» Goal
Lay out every line of the records below as a Markdown table with two columns, Line No. and Content, numbering the rows in order and omitting any blank lines.

========================================

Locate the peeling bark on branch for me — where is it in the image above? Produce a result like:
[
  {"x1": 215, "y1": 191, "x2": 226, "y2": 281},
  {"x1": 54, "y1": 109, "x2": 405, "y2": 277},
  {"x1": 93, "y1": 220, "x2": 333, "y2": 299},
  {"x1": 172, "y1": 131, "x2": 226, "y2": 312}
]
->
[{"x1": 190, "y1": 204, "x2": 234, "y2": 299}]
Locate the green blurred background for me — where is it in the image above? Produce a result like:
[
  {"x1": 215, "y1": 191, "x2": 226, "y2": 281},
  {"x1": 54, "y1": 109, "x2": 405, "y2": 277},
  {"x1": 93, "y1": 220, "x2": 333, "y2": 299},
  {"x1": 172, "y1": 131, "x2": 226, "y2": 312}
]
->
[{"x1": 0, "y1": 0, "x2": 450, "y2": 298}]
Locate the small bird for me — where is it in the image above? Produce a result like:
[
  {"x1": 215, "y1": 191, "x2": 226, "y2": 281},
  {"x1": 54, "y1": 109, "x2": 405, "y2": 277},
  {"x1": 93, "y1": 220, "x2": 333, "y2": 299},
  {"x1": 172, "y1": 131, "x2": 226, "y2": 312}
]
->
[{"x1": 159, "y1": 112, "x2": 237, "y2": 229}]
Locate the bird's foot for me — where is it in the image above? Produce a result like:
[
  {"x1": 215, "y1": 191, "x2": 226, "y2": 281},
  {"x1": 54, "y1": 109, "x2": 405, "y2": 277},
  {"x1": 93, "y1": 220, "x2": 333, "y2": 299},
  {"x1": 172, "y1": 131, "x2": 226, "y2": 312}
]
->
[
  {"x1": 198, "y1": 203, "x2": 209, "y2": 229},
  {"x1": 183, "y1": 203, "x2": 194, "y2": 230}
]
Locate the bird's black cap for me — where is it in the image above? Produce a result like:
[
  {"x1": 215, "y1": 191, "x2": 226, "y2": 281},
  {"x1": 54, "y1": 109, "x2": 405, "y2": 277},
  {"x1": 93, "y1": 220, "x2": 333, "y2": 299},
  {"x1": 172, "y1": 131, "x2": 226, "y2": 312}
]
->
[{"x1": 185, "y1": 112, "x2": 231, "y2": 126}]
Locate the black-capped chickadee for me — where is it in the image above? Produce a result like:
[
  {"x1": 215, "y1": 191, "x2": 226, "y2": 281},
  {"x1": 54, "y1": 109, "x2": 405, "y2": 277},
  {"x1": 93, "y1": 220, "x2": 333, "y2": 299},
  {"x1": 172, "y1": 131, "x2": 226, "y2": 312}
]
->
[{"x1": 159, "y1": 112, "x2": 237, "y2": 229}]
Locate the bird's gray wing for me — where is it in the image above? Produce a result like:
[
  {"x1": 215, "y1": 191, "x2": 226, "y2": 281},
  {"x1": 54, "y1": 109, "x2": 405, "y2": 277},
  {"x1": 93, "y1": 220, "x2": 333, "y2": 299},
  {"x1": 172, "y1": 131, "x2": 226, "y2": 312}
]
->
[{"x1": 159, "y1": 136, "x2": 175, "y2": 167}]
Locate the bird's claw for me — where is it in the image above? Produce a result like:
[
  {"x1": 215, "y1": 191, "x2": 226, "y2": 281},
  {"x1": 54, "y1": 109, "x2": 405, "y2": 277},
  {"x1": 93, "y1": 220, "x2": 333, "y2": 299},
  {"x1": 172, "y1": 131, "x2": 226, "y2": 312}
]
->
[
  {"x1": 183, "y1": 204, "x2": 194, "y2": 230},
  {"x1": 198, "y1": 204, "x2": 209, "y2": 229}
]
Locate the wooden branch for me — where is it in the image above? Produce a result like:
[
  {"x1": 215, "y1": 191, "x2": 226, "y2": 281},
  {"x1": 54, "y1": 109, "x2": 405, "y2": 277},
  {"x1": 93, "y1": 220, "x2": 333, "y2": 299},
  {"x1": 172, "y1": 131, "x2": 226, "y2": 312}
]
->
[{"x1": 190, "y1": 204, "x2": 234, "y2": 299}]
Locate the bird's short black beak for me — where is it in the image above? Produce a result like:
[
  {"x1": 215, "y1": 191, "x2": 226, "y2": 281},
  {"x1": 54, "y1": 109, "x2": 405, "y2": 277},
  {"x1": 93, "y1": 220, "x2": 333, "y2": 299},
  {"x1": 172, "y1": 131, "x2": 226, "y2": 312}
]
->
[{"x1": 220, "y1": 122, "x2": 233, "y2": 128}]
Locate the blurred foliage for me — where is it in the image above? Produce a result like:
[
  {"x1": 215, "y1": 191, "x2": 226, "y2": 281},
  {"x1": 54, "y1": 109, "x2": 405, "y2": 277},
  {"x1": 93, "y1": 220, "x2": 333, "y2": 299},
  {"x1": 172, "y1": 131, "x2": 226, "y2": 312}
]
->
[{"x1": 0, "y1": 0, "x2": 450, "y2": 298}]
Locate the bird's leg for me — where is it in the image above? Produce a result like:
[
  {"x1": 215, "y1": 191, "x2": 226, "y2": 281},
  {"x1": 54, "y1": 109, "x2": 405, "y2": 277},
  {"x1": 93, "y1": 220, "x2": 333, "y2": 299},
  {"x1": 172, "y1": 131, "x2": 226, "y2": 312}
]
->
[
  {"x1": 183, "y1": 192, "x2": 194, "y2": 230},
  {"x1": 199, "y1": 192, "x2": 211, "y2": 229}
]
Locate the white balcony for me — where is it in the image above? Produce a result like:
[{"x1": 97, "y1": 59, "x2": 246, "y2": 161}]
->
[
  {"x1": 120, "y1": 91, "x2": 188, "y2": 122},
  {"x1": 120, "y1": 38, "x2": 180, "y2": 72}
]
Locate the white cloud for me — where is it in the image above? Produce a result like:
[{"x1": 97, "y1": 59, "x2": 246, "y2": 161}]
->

========================================

» Output
| Line No. | Content |
|---|---|
| 1 | Locate the peeling bark on branch for me — where is it in the image above? Produce a result like: |
| 2 | [ |
| 3 |   {"x1": 215, "y1": 191, "x2": 226, "y2": 281}, |
| 4 |   {"x1": 54, "y1": 109, "x2": 405, "y2": 277}, |
| 5 |   {"x1": 93, "y1": 220, "x2": 333, "y2": 299}, |
| 6 |   {"x1": 172, "y1": 131, "x2": 226, "y2": 312} |
| 7 | ] |
| 8 | -> |
| 9 | [{"x1": 190, "y1": 204, "x2": 234, "y2": 299}] |
| 10 | Locate the green blurred background for me — where is it in the image above? Produce a result like: |
| 11 | [ |
| 12 |   {"x1": 215, "y1": 191, "x2": 226, "y2": 281}, |
| 13 |   {"x1": 54, "y1": 109, "x2": 405, "y2": 277}, |
| 14 |   {"x1": 93, "y1": 220, "x2": 333, "y2": 299}, |
| 15 |   {"x1": 172, "y1": 131, "x2": 226, "y2": 312} |
| 16 | ] |
| 17 | -> |
| 18 | [{"x1": 0, "y1": 0, "x2": 450, "y2": 298}] |
| 19 | Locate the small bird for me — where is it in the image above? Produce a result like: |
| 20 | [ |
| 21 |   {"x1": 215, "y1": 191, "x2": 226, "y2": 281}, |
| 22 |   {"x1": 54, "y1": 109, "x2": 405, "y2": 277}, |
| 23 |   {"x1": 93, "y1": 220, "x2": 333, "y2": 299}, |
| 24 |   {"x1": 172, "y1": 131, "x2": 226, "y2": 312} |
| 25 | ] |
| 26 | -> |
| 27 | [{"x1": 159, "y1": 112, "x2": 237, "y2": 229}] |
| 28 | Locate the bird's foot for me — where is it in the image above? Produce a result like: |
| 29 | [ |
| 30 |   {"x1": 215, "y1": 191, "x2": 226, "y2": 281}, |
| 31 |   {"x1": 54, "y1": 109, "x2": 405, "y2": 277}, |
| 32 |   {"x1": 93, "y1": 220, "x2": 333, "y2": 299}, |
| 33 |   {"x1": 172, "y1": 131, "x2": 226, "y2": 312} |
| 34 | ] |
| 35 | -> |
| 36 | [ |
| 37 |   {"x1": 198, "y1": 203, "x2": 209, "y2": 229}, |
| 38 |   {"x1": 183, "y1": 203, "x2": 194, "y2": 230} |
| 39 | ] |
| 40 | Locate the bird's black cap for me — where is it in the image above? Produce a result like: |
| 41 | [ |
| 42 |   {"x1": 215, "y1": 191, "x2": 226, "y2": 281}, |
| 43 |   {"x1": 54, "y1": 109, "x2": 405, "y2": 277}, |
| 44 |   {"x1": 93, "y1": 220, "x2": 333, "y2": 299}, |
| 45 |   {"x1": 172, "y1": 131, "x2": 226, "y2": 312} |
| 46 | ] |
| 47 | -> |
| 48 | [{"x1": 185, "y1": 112, "x2": 231, "y2": 126}] |
| 49 | Locate the black-capped chickadee for me — where is it in the image above? Produce a result like: |
| 50 | [ |
| 51 |   {"x1": 215, "y1": 191, "x2": 226, "y2": 281}, |
| 52 |   {"x1": 54, "y1": 109, "x2": 405, "y2": 277}, |
| 53 |   {"x1": 93, "y1": 220, "x2": 333, "y2": 299}, |
| 54 |   {"x1": 172, "y1": 131, "x2": 226, "y2": 312} |
| 55 | ] |
| 56 | -> |
| 57 | [{"x1": 159, "y1": 112, "x2": 237, "y2": 229}] |
| 58 | Locate the bird's gray wing for me — where is it in the image above? Produce a result like: |
| 59 | [ |
| 60 |   {"x1": 215, "y1": 191, "x2": 226, "y2": 281}, |
| 61 |   {"x1": 54, "y1": 109, "x2": 405, "y2": 277}, |
| 62 |   {"x1": 93, "y1": 220, "x2": 333, "y2": 299}, |
| 63 |   {"x1": 172, "y1": 131, "x2": 226, "y2": 312} |
| 64 | ] |
| 65 | -> |
| 66 | [{"x1": 159, "y1": 136, "x2": 175, "y2": 167}] |
| 67 | Locate the bird's claw for me — where is it in the image above? Produce a result like: |
| 68 | [ |
| 69 |   {"x1": 215, "y1": 191, "x2": 226, "y2": 281}, |
| 70 |   {"x1": 54, "y1": 109, "x2": 405, "y2": 277}, |
| 71 |   {"x1": 93, "y1": 220, "x2": 333, "y2": 299}, |
| 72 |   {"x1": 172, "y1": 131, "x2": 226, "y2": 312} |
| 73 | ] |
| 74 | -> |
| 75 | [ |
| 76 |   {"x1": 183, "y1": 204, "x2": 194, "y2": 230}, |
| 77 |   {"x1": 198, "y1": 204, "x2": 209, "y2": 229} |
| 78 | ] |
| 79 | Locate the wooden branch for me — where is it in the image above? Produce a result like: |
| 80 | [ |
| 81 |   {"x1": 215, "y1": 191, "x2": 226, "y2": 281}, |
| 82 |   {"x1": 54, "y1": 109, "x2": 405, "y2": 277}, |
| 83 |   {"x1": 93, "y1": 220, "x2": 333, "y2": 299}, |
| 84 |   {"x1": 172, "y1": 131, "x2": 226, "y2": 312} |
| 85 | ] |
| 86 | -> |
| 87 | [{"x1": 190, "y1": 204, "x2": 234, "y2": 299}] |
| 88 | Locate the bird's short black beak for me — where is it in the image above? Produce a result like: |
| 89 | [ |
| 90 |   {"x1": 215, "y1": 191, "x2": 226, "y2": 281}, |
| 91 |   {"x1": 54, "y1": 109, "x2": 405, "y2": 277}, |
| 92 |   {"x1": 93, "y1": 220, "x2": 333, "y2": 299}, |
| 93 |   {"x1": 172, "y1": 131, "x2": 226, "y2": 312} |
| 94 | ] |
| 95 | -> |
| 96 | [{"x1": 220, "y1": 122, "x2": 233, "y2": 128}] |
| 97 | Locate the blurred foliage for me — where is it in the image above? Produce a result like: |
| 98 | [ |
| 99 |   {"x1": 215, "y1": 191, "x2": 226, "y2": 281}, |
| 100 |   {"x1": 54, "y1": 109, "x2": 405, "y2": 277}, |
| 101 |   {"x1": 93, "y1": 220, "x2": 333, "y2": 299}, |
| 102 |   {"x1": 172, "y1": 131, "x2": 226, "y2": 312} |
| 103 | ] |
| 104 | -> |
| 105 | [{"x1": 0, "y1": 0, "x2": 450, "y2": 298}] |
| 106 | Locate the bird's leg for me — where is it in the image above? Produce a result like: |
| 107 | [ |
| 108 |   {"x1": 215, "y1": 191, "x2": 226, "y2": 281}, |
| 109 |   {"x1": 54, "y1": 109, "x2": 405, "y2": 277}, |
| 110 |   {"x1": 93, "y1": 220, "x2": 333, "y2": 299}, |
| 111 |   {"x1": 172, "y1": 131, "x2": 226, "y2": 312} |
| 112 | ] |
| 113 | -> |
| 114 | [ |
| 115 |   {"x1": 183, "y1": 192, "x2": 194, "y2": 230}, |
| 116 |   {"x1": 199, "y1": 192, "x2": 211, "y2": 229} |
| 117 | ] |
| 118 | Locate the white balcony for me — where is it in the image above? Produce a result like: |
| 119 | [{"x1": 97, "y1": 59, "x2": 246, "y2": 161}] |
| 120 | -> |
| 121 | [ |
| 122 |   {"x1": 120, "y1": 91, "x2": 188, "y2": 122}, |
| 123 |   {"x1": 120, "y1": 38, "x2": 180, "y2": 72} |
| 124 | ] |
| 125 | Locate the white cloud for me — where is it in the image above? Produce a result like: |
| 126 | [{"x1": 97, "y1": 59, "x2": 246, "y2": 161}] |
| 127 | -> |